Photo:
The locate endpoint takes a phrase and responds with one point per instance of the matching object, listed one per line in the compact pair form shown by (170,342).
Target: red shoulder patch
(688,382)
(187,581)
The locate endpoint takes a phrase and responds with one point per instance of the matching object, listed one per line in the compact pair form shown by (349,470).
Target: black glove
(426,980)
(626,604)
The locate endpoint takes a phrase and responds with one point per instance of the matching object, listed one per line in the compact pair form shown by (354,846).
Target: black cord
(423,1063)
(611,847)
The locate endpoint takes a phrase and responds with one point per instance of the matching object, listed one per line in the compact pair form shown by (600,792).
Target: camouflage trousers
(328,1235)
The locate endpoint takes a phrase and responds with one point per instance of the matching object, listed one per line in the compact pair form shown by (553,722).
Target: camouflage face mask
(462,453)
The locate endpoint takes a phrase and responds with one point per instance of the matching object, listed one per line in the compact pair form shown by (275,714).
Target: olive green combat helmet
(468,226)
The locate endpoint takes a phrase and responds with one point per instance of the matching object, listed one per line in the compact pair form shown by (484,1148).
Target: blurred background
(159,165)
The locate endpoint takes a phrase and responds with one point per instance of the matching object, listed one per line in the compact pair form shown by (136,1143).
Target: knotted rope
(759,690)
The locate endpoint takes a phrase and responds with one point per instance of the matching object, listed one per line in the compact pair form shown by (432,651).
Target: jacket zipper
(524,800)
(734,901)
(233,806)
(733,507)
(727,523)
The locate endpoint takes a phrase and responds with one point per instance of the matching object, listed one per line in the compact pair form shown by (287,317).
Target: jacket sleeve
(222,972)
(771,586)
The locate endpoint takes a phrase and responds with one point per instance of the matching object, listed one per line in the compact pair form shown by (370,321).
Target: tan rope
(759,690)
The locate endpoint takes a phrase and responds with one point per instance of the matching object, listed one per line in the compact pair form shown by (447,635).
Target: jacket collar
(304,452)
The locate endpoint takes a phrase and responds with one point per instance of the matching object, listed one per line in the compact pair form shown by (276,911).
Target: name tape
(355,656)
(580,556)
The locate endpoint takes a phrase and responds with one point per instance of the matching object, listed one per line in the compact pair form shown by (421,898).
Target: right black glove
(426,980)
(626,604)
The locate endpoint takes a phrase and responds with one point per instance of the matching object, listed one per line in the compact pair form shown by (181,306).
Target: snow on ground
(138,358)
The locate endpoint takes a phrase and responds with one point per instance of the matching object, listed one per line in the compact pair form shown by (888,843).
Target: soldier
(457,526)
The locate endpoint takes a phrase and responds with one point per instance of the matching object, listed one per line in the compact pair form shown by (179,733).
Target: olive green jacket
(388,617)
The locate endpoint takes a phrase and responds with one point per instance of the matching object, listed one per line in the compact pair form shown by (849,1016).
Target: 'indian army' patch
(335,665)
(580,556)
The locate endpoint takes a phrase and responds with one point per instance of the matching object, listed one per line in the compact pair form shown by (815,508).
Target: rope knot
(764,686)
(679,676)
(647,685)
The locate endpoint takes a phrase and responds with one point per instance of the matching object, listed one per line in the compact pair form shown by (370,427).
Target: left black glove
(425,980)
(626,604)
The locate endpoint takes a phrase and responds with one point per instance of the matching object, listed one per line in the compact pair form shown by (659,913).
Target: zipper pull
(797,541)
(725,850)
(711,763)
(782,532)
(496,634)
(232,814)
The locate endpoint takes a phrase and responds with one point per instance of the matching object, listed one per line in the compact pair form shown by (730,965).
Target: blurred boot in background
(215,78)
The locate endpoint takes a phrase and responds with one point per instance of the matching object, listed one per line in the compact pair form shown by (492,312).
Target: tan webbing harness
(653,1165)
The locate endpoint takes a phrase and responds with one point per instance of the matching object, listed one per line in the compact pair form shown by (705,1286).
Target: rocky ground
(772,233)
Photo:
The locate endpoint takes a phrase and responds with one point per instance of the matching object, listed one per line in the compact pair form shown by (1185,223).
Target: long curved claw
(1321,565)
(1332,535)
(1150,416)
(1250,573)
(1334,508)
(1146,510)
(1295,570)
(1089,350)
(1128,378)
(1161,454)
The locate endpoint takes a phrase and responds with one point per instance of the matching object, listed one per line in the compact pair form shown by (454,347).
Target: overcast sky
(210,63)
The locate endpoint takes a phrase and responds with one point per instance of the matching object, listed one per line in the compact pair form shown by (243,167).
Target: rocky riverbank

****************************************

Can you reproduce all of the material above line for line, with no changes to any wording, number, or punctuation?

» RESPONSE
Photo:
The locate endpoint takes a phrase and responds with one point per instance of the matching object, listed one per line in the compact pair form shown by (170,342).
Target: red shoulder patch
(688,382)
(187,581)
The locate endpoint takes a phrase and responds with one point per instance of the matching object, listed one per line in the compact pair form shown by (349,470).
Target: black glove
(426,980)
(626,604)
The locate endpoint takes a phrase and responds with one point per instance of the matching object, listed one per line in the compact pair form shown by (354,846).
Target: black cord
(423,1063)
(611,847)
The locate endpoint takes a phrase and responds with one point per instance of the matching object, listed one per line in the compact pair form shown by (600,792).
Target: camouflage trousers
(328,1235)
The locate endpoint takes a phrase and responds with one point per instance of the matching object, listed one per line in the compact pair form shown by (553,722).
Target: camouflage face mask
(462,453)
The locate endpoint takes a phrase and responds with one point per instance of the matching object, listed one per line in the compact pair form shown by (275,714).
Target: olive green combat helmet
(468,226)
The locate endpoint takes a phrase and responds with one point per instance of the matching object, listed one per line in the compact pair form shown by (484,1148).
Target: blurred background
(159,165)
The locate endpoint takes a phrase and responds with one point per instance of the matching object, listed one per line in the compact pair form shown by (136,1143).
Target: knotted rope
(759,690)
The locate endpoint takes a phrase and responds with one point per instance of the matching object, listed one per line in the compact pair form shown by (432,651).
Target: jacket zipper
(524,800)
(734,901)
(233,806)
(733,507)
(727,523)
The locate endpoint takes a phrase and responds with one point per instance of the matching object, listed one per line in the compact pair form shown by (287,317).
Target: jacket sleeve
(222,972)
(771,586)
The locate endpoint takes a phrase and responds with one point per instance of the matching object, listed one per line in the compact pair form shown by (370,321).
Target: tan rope
(759,690)
The locate endpoint takes a phrase and responds with one point per instance of the matching object, listed one per line in the compact pair form shown by (447,635).
Target: jacket collar
(304,452)
The locate endpoint takes a phrase and responds with one point per instance of the matching object, listed one per line in the compact pair form shown by (276,911).
Target: name tape
(355,656)
(580,556)
The locate endpoint takes a phrase and responds with one point per instance of the matching object, listed one per line in the compact pair form shown by (421,898).
Target: right black glove
(426,980)
(626,604)
The locate endpoint takes a phrase and responds with one point per instance of the matching object, listed one per line in the compact pair form shown by (181,306).
Target: snow on ground
(138,358)
The locate endpoint takes a phrase and responds with one point per instance of the matching object, listed one per line in the compact pair form shown by (888,843).
Target: soldier
(457,526)
The locate endpoint takes a phrase and responds with one point per instance of the matching object, listed one per line in the compact pair form shown by (179,733).
Target: olive green jacket
(388,617)
The locate endpoint takes a phrase and responds with one point per instance of the matching object, listed one per line in the compact pair form shown by (849,1016).
Target: 'indian army' patch
(335,665)
(580,556)
The locate endpoint takes a phrase and responds with one point per instance of the matching object, listed one per line in the compact pair form shown by (815,508).
Target: rope knot
(764,686)
(679,676)
(647,685)
The locate endpoint takes a phrase and responds with one point per instance of the matching object, listed one per line in the compact pair form shown by (370,427).
Target: left black glove
(425,980)
(626,604)
The locate endpoint takes a phrase and responds with one point per instance of the matching object, listed one per line in the compact pair form shown by (659,913).
Target: zipper pull
(797,541)
(725,850)
(711,763)
(782,532)
(496,634)
(232,814)
The locate endpoint takes a phrase and responds with one point per instance of the matching object, listed one per line in the compact pair form shown by (730,965).
Target: blurred boot in background
(215,78)
The locate endpoint takes a phrase and responds with one point per instance of the matching object, listed one per line in the compact pair form shown by (492,312).
Target: tan webbing harness
(653,1165)
The locate endpoint takes a phrase and responds with one point per instance of the matching object, listed one per line in the compact pair form shown by (705,1286).
Target: rocky ground
(772,233)
Photo:
The locate endpoint takes a phrase and responds with one point per instance of the matching object, listed one per line in the compact pair form shown by (1185,223).
Target: long curved claw
(1321,565)
(1332,535)
(1150,416)
(1250,573)
(1334,508)
(1146,510)
(1295,570)
(1089,350)
(1128,378)
(1161,454)
The locate endpoint takes a phrase and responds with one point per instance of the matching object, listed one per line in the compact pair form shown by (454,347).
Target: overcast sky
(210,63)
The locate endpoint takes a phrase and responds with one point per instance of the matching object, listed one per line in the compact pair form shown by (243,167).
Target: rocky riverbank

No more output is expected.